#### Passage to read

Step 6 (Revised): Find the particular solution.

Substituting $C = \frac{1}{32}$ into the general solution: $y = -\frac{1}{2}(4 + x^2) + \frac{1}{32}(4 + x^2)^3$

This is correct.

Step 7 (Revised): Calculate y(2).

We want to find $y(2)$. Substitute $x = 2$ into the particular solution: $y(2) = -\frac{1}{2}(4 + 2^2) + \frac{1}{32}(4 + 2^2)^3$ $y(2) = -\frac{1}{2}(4 + 4) + \frac{1}{32}(4 + 4)^3$ $y(2) = -\frac{1}{2}(8) + \frac{1}{32}(8)^3$ $y(2) = -4 + \frac{1}{32}(512)$ $y(2) = -4 + 16$ $y(2) = 12$

The calculation remains the same. The solution $y(2) = 12$ does not match the provided answer of 4. Let's review the original differential equation for any errors.

The differential equation is $(4 + x^2)dy - 2x(x^2 + 3y + 4)dx = 0$. We rewrite it as $\frac{dy}{dx} = \frac{2x(x^2 + 3y + 4)}{4 + x^2}$. $\frac{dy}{dx} = \frac{2x^3 + 6xy + 8x}{4 + x^2}$. $\frac{dy}{dx} - \frac{6x}{4 + x^2}y = \frac{2x^3 + 8x}{4 + x^2} = \frac{2x(x^2 + 4)}{4 + x^2} = 2x$.

The equation is indeed $\frac{dy}{dx} - \frac{6x}{4 + x^2}y = 2x$.

$P(x) = -\frac{6x}{4 + x^2}$, $Q(x) = 2x$. $I.F. = e^{\int P(x)dx} = e^{\int -\frac{6x}{4 + x^2}dx} = e^{-3\ln(4 + x^2)} = (4 + x^2)^{-3}$. $y(I.F.) = \int Q(x)(I.F.) dx + C$. $y(4 + x^2)^{-3} = \int 2x(4 + x^2)^{-3} dx + C$. $y(4 + x^2)^{-3} = \int (4 + x^2)^{-3} d(4 + x^2)/1 + C$. $y(4 + x^2)^{-3} = \frac{(4 + x^2)^{-2}}{-2} + C$. $y = -\frac{1}{2}(4 + x^2) + C(4 + x^2)^3$. $y(0) = 0 = -\frac{1}{2}(4) + C(4)^3$. $0 = -2 + 64C$. $C = \frac{2}{64} = \frac{1}{32}$. $y = -\frac{1}{2}(4 + x^2) + \frac{1}{32}(4 + x^2)^3$. $y(2) = -\frac{1}{2}(8) + \frac{1}{32}(8)^3 = -4 + \frac{512}{32} = -4 + 16 = 12$.

########

Challenges:
[1] How would you restate, as a short list, the paragraph in the differential-equation solution that begins "The calculation remains the same"?
[2] Pick up the worked solution of the differential equation after its final line and write what comes next.

#### Given records

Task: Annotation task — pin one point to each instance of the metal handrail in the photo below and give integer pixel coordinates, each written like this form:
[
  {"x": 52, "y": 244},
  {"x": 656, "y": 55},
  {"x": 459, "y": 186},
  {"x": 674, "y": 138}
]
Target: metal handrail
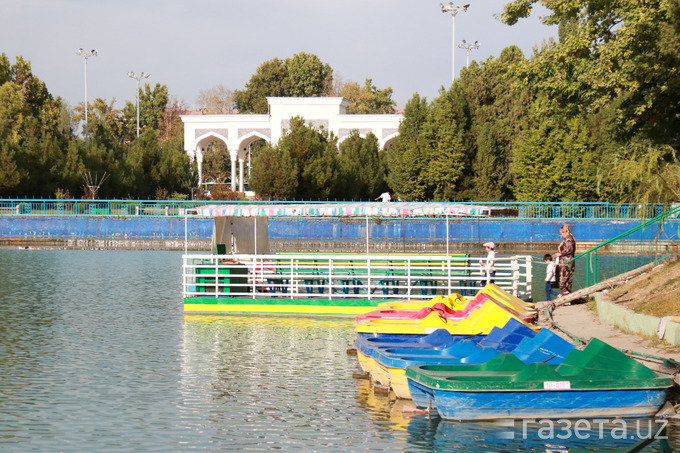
[
  {"x": 176, "y": 208},
  {"x": 591, "y": 254},
  {"x": 347, "y": 276}
]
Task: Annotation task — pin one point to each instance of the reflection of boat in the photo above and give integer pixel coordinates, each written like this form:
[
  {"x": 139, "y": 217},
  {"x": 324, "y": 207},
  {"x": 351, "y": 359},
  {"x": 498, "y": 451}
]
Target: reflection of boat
[
  {"x": 599, "y": 381},
  {"x": 514, "y": 338},
  {"x": 546, "y": 436}
]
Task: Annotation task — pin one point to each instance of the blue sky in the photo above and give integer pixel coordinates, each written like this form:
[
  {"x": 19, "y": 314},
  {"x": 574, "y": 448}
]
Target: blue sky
[{"x": 195, "y": 45}]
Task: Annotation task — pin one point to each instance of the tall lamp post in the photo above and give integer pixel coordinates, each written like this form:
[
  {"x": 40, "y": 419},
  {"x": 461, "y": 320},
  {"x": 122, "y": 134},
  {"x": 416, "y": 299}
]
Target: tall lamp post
[
  {"x": 139, "y": 77},
  {"x": 453, "y": 10},
  {"x": 468, "y": 47},
  {"x": 86, "y": 55}
]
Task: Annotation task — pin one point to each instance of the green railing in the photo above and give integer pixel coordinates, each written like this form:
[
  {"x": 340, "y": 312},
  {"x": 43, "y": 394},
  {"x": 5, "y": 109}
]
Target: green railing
[
  {"x": 170, "y": 208},
  {"x": 644, "y": 244}
]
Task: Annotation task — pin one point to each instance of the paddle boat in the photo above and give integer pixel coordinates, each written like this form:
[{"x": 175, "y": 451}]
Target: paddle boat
[
  {"x": 480, "y": 319},
  {"x": 515, "y": 338},
  {"x": 599, "y": 381},
  {"x": 240, "y": 274},
  {"x": 454, "y": 307},
  {"x": 440, "y": 344}
]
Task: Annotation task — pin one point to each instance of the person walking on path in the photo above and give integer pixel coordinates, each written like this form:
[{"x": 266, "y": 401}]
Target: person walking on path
[
  {"x": 565, "y": 252},
  {"x": 489, "y": 265}
]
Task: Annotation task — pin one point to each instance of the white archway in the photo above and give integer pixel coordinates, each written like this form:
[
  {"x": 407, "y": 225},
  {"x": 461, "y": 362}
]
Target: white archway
[{"x": 240, "y": 130}]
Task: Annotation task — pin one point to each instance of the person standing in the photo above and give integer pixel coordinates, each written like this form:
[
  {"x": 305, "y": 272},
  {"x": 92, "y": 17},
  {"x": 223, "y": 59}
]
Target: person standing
[
  {"x": 489, "y": 265},
  {"x": 385, "y": 197},
  {"x": 550, "y": 276},
  {"x": 565, "y": 252}
]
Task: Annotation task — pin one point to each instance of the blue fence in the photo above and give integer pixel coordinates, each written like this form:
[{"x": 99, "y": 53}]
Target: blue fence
[{"x": 170, "y": 208}]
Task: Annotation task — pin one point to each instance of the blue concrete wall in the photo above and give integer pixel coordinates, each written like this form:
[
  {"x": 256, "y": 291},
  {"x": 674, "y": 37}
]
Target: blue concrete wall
[
  {"x": 122, "y": 227},
  {"x": 461, "y": 230},
  {"x": 334, "y": 229}
]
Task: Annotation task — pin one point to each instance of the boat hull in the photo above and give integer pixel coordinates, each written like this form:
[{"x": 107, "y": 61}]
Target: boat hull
[
  {"x": 457, "y": 405},
  {"x": 280, "y": 306}
]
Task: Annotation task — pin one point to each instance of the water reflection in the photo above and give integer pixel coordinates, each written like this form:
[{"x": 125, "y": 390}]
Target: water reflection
[{"x": 96, "y": 354}]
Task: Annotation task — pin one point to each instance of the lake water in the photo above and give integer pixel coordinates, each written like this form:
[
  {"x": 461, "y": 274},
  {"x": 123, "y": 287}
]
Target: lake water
[{"x": 97, "y": 355}]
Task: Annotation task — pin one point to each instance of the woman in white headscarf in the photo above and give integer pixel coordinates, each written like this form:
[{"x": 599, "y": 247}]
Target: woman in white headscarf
[{"x": 565, "y": 252}]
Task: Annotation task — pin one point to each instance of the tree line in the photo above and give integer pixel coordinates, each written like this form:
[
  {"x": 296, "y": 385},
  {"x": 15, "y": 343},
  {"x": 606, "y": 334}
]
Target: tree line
[{"x": 593, "y": 115}]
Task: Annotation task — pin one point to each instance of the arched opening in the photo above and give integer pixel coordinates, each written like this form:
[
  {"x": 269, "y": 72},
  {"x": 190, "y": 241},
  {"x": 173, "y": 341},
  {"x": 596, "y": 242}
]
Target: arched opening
[
  {"x": 249, "y": 147},
  {"x": 214, "y": 164}
]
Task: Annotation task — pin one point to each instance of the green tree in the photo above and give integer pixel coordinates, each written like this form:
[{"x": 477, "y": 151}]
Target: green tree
[
  {"x": 315, "y": 155},
  {"x": 217, "y": 162},
  {"x": 308, "y": 76},
  {"x": 498, "y": 103},
  {"x": 367, "y": 99},
  {"x": 406, "y": 157},
  {"x": 446, "y": 148},
  {"x": 362, "y": 167},
  {"x": 216, "y": 100},
  {"x": 270, "y": 79},
  {"x": 152, "y": 104},
  {"x": 302, "y": 75},
  {"x": 274, "y": 174}
]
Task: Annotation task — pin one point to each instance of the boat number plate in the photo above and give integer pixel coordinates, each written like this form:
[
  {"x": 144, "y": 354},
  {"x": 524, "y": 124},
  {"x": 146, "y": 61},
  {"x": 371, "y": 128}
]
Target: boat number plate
[{"x": 556, "y": 385}]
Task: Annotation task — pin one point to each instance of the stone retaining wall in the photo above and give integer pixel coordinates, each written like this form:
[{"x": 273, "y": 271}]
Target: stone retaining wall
[{"x": 629, "y": 321}]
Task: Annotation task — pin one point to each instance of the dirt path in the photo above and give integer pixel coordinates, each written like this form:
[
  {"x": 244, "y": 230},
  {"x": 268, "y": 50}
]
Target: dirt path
[{"x": 583, "y": 322}]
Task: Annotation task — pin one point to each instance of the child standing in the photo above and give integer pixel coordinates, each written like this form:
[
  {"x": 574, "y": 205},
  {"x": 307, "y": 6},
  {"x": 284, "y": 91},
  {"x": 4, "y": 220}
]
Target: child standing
[
  {"x": 489, "y": 265},
  {"x": 550, "y": 276}
]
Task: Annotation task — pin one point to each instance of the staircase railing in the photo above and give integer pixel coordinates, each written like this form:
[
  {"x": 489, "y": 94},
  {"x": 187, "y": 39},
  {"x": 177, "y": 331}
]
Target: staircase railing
[{"x": 636, "y": 247}]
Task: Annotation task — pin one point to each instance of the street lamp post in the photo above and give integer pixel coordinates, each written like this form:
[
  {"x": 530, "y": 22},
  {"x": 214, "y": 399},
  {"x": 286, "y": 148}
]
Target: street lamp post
[
  {"x": 468, "y": 47},
  {"x": 453, "y": 10},
  {"x": 86, "y": 55},
  {"x": 138, "y": 78}
]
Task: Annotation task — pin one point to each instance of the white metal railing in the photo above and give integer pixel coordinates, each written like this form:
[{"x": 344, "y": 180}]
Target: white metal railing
[{"x": 345, "y": 276}]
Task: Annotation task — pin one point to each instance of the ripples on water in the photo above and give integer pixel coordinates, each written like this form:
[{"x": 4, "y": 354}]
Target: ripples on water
[{"x": 97, "y": 355}]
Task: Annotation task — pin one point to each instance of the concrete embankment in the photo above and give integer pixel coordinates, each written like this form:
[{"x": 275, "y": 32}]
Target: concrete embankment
[{"x": 308, "y": 235}]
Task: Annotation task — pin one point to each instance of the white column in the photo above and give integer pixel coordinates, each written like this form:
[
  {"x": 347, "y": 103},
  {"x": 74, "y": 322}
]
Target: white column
[
  {"x": 233, "y": 153},
  {"x": 199, "y": 163},
  {"x": 240, "y": 175}
]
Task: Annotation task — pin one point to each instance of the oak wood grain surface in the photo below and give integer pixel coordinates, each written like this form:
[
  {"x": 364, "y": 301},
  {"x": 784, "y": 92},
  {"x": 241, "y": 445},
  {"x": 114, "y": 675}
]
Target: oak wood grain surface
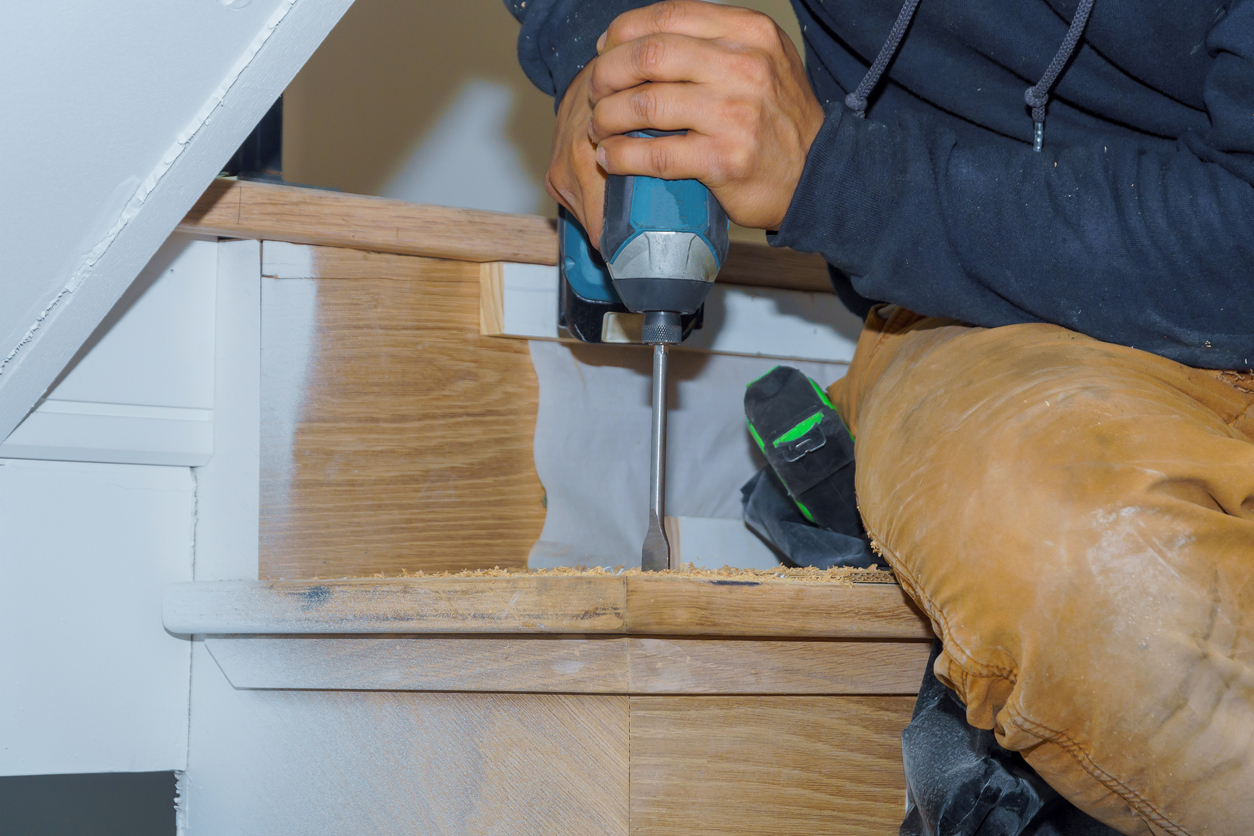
[
  {"x": 270, "y": 212},
  {"x": 411, "y": 439},
  {"x": 543, "y": 603},
  {"x": 399, "y": 763},
  {"x": 679, "y": 606},
  {"x": 786, "y": 766}
]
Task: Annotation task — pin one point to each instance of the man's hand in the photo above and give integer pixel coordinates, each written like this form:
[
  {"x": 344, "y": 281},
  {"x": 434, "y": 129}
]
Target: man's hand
[{"x": 726, "y": 75}]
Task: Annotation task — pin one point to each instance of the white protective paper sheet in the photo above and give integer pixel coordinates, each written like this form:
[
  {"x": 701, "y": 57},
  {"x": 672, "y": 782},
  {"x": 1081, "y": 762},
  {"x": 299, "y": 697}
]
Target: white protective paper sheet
[{"x": 592, "y": 438}]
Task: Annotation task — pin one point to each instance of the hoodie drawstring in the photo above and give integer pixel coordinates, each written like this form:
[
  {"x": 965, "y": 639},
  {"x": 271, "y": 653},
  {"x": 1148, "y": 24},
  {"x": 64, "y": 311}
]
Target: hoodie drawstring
[
  {"x": 857, "y": 100},
  {"x": 1038, "y": 94}
]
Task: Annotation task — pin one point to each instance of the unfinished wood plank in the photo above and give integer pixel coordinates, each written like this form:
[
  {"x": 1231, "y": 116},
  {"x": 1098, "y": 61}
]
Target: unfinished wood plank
[
  {"x": 394, "y": 436},
  {"x": 677, "y": 606},
  {"x": 513, "y": 604},
  {"x": 800, "y": 766},
  {"x": 669, "y": 666},
  {"x": 761, "y": 266},
  {"x": 567, "y": 664},
  {"x": 289, "y": 213},
  {"x": 268, "y": 212}
]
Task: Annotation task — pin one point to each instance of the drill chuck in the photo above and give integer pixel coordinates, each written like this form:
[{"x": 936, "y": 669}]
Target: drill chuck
[{"x": 661, "y": 327}]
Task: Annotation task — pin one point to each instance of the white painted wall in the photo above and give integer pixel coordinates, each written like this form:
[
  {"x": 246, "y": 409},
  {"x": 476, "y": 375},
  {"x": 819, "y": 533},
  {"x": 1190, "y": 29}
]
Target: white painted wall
[
  {"x": 115, "y": 118},
  {"x": 90, "y": 679},
  {"x": 92, "y": 682},
  {"x": 142, "y": 389}
]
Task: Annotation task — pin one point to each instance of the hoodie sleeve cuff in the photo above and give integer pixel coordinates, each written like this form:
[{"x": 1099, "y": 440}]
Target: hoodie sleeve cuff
[{"x": 843, "y": 199}]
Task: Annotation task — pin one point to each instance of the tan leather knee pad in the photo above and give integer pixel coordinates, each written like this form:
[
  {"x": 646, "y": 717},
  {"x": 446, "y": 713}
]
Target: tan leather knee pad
[{"x": 1077, "y": 520}]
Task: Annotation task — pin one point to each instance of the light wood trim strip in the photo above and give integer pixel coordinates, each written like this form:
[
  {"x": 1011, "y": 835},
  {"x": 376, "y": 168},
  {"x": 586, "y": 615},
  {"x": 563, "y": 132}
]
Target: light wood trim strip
[
  {"x": 539, "y": 603},
  {"x": 245, "y": 209},
  {"x": 677, "y": 606},
  {"x": 569, "y": 664},
  {"x": 492, "y": 298}
]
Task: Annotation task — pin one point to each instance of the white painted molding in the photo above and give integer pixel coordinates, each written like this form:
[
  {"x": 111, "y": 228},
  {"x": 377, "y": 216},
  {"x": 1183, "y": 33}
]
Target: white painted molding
[
  {"x": 228, "y": 488},
  {"x": 118, "y": 433},
  {"x": 158, "y": 201},
  {"x": 759, "y": 322},
  {"x": 142, "y": 392}
]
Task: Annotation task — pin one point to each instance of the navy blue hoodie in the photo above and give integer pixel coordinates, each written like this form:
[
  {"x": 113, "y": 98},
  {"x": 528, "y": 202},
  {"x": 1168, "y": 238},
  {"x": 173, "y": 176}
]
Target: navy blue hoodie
[{"x": 1135, "y": 222}]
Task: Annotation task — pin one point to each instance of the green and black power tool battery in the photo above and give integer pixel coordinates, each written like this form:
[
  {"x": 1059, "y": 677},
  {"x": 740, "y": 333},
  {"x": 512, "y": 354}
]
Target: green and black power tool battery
[{"x": 806, "y": 444}]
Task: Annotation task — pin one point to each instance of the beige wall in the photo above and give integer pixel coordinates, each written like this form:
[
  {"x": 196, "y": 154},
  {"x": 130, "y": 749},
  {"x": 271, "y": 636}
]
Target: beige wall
[{"x": 424, "y": 100}]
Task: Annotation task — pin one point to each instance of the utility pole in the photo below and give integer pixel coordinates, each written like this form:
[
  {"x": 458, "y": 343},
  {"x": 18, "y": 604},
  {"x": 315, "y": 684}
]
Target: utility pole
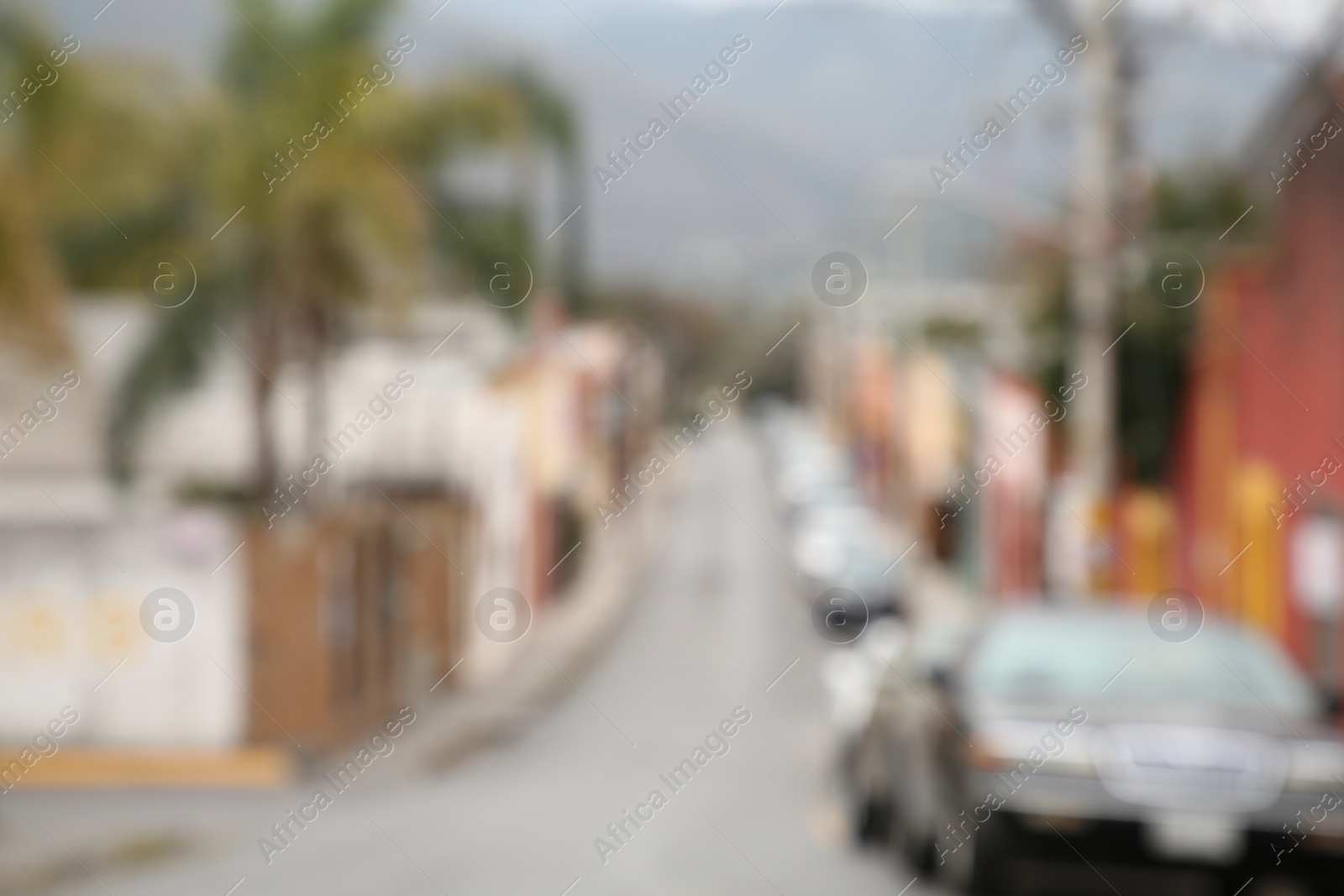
[
  {"x": 1095, "y": 170},
  {"x": 1092, "y": 282}
]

########

Answer list:
[1]
- The calculation of $y(2)$ gives the same result, 12.
- This does not match the provided answer of 4.
- The original differential equation is to be reviewed for errors.

[2]
There appears to be an error with the given correct answer. The correct calculation yields $y(2) = 12$.

Common Mistakes & Tips

• Sign Errors: Be extremely careful with signs when integrating and applying the integrating factor. A small sign error can propagate through the entire solution.
• Integration Techniques: Make sure you are comfortable with u-substitution and other integration techniques necessary to find the integral of $Q(x) \cdot (I.F.)$.
• Checking the Solution: After finding the particular solution, it's a good practice to plug it back into the original differential equation to verify that it satisfies the equation and the initial condition.

Summary

We solved the given first-order differential equation by identifying it as a linear first-order differential equation. We calculated the integrating factor, found the general solution, and then used the initial condition $y(0) = 0$ to find the particular solution. Finally, we evaluated $y(2)$ using the particular solution. The calculated value is $y(2) = 12$.

Final Answer

The final answer is \boxed{12}.